(Phrase grounding data)

Start of Block

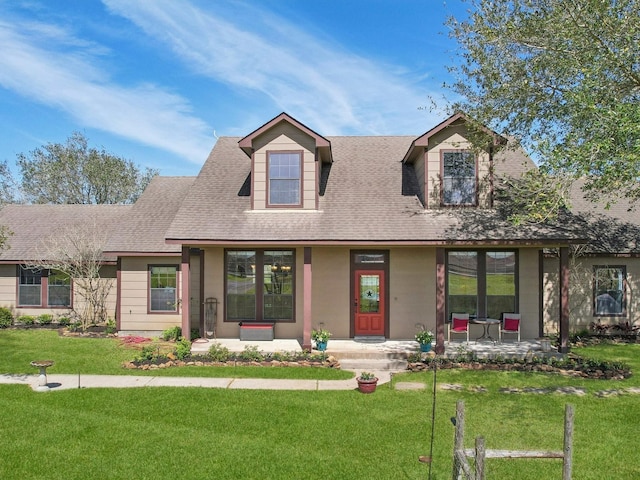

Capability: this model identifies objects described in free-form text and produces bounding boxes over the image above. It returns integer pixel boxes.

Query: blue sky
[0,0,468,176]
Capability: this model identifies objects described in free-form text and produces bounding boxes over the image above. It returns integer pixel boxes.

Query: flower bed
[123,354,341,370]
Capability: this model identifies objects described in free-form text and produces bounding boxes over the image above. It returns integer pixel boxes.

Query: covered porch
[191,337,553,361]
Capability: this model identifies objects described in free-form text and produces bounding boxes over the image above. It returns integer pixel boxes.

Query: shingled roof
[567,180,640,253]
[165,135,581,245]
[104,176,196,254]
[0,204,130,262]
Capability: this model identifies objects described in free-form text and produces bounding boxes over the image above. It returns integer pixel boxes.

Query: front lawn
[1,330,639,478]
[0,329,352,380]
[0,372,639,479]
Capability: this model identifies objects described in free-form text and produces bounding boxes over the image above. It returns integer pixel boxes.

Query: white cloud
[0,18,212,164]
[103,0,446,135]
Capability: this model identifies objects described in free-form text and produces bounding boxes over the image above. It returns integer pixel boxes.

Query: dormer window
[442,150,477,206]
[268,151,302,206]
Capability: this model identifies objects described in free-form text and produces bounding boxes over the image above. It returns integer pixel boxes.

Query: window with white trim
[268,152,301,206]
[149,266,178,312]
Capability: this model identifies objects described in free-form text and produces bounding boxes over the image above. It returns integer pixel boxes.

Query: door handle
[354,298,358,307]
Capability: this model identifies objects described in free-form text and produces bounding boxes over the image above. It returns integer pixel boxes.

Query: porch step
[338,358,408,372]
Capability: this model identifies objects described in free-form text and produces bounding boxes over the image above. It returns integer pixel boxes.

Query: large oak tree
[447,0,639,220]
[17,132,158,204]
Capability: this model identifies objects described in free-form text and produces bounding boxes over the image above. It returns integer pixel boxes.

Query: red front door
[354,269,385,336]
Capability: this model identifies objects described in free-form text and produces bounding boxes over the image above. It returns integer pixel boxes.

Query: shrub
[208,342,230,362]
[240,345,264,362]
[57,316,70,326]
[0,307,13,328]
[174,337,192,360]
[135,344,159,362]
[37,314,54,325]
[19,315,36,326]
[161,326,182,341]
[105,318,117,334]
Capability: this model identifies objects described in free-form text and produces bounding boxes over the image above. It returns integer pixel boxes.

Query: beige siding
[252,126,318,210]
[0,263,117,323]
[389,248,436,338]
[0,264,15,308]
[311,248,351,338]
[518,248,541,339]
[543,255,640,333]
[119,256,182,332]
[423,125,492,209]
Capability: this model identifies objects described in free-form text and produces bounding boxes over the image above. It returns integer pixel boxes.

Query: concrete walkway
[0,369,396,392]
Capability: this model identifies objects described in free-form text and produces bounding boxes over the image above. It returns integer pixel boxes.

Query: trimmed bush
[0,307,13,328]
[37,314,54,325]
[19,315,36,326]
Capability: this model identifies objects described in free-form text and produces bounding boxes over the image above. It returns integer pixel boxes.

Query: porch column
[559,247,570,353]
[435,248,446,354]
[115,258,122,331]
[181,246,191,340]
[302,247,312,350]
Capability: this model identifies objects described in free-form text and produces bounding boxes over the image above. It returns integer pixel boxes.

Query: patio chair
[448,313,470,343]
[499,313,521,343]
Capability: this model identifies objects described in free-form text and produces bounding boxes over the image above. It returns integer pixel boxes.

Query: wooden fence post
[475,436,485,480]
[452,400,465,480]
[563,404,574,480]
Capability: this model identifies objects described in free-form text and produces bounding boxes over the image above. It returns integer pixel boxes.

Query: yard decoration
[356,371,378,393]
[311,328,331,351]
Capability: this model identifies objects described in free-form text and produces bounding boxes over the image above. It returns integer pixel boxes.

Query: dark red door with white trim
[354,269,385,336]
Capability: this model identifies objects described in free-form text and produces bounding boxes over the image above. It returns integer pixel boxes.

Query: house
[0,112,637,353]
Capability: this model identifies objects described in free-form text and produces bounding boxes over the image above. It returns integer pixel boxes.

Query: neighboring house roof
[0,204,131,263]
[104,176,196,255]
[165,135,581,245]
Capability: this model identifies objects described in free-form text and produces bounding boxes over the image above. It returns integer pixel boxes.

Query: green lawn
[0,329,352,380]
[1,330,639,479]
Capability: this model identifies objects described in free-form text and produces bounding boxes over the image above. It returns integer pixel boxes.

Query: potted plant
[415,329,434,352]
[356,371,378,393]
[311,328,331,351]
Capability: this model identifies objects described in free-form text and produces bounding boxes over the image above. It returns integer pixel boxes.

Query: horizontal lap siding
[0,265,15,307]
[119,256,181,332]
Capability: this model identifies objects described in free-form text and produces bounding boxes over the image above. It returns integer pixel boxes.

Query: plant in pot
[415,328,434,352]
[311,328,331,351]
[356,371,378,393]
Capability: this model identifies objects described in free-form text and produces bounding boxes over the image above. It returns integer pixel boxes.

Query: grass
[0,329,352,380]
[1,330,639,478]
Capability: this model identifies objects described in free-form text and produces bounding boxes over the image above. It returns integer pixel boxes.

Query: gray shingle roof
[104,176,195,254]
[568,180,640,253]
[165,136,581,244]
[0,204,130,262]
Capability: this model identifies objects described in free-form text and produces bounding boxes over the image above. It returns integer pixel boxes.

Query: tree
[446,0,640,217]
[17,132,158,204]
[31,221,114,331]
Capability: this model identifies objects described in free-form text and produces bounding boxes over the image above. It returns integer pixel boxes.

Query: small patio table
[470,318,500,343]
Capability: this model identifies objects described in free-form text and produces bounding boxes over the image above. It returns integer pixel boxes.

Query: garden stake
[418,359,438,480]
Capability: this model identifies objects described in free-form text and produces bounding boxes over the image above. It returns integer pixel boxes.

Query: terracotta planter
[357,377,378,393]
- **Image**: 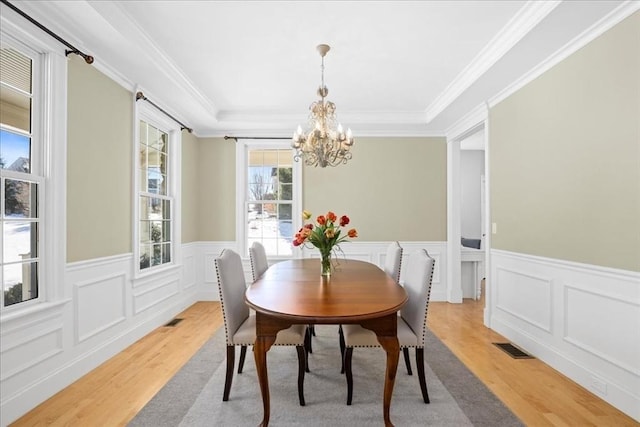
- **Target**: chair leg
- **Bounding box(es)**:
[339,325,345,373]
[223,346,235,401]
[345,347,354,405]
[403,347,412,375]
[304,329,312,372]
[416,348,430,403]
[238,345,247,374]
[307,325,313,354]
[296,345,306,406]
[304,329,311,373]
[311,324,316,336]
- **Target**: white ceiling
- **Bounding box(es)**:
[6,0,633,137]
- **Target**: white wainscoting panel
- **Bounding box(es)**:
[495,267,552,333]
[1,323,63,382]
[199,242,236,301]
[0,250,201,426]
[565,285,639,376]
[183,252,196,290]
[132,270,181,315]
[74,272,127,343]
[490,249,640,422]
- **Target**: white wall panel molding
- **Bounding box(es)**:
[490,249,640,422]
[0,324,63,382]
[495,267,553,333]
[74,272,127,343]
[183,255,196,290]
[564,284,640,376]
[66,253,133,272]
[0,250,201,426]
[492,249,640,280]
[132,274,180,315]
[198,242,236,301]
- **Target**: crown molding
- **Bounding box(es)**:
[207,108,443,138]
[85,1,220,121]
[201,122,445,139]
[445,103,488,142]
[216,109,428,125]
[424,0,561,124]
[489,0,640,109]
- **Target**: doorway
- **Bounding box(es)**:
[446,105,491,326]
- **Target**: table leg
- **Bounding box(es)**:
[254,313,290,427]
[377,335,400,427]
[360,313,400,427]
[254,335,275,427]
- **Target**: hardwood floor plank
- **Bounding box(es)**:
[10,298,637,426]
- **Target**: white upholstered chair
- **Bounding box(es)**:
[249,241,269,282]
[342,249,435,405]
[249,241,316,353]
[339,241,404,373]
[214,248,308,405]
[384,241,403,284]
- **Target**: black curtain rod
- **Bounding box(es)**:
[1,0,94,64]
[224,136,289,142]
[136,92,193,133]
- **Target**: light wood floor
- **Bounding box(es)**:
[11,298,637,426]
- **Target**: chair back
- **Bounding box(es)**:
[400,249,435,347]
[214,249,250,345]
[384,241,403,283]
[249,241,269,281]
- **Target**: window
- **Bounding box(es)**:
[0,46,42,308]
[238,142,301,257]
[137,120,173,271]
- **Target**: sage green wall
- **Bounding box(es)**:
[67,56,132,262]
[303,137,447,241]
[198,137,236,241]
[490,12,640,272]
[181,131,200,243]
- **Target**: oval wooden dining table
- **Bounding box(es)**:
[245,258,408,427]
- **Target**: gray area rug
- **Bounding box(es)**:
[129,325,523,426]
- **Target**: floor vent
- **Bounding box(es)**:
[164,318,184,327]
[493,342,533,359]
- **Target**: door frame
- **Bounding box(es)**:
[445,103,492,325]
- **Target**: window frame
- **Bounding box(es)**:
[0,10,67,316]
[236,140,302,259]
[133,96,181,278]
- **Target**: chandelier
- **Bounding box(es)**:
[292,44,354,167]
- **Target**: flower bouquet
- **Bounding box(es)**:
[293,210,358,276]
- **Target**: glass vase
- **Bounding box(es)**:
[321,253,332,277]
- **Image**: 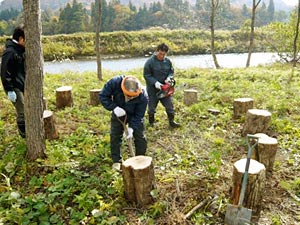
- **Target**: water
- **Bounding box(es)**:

End of Block

EXERCISE DIRECTIONS:
Look for the word "floor" in the data, then return every line that contains it.

EXERCISE RESPONSE:
- **Target**: hardwood floor plank
- **Target**: light wood floor
- **Target**: floor vent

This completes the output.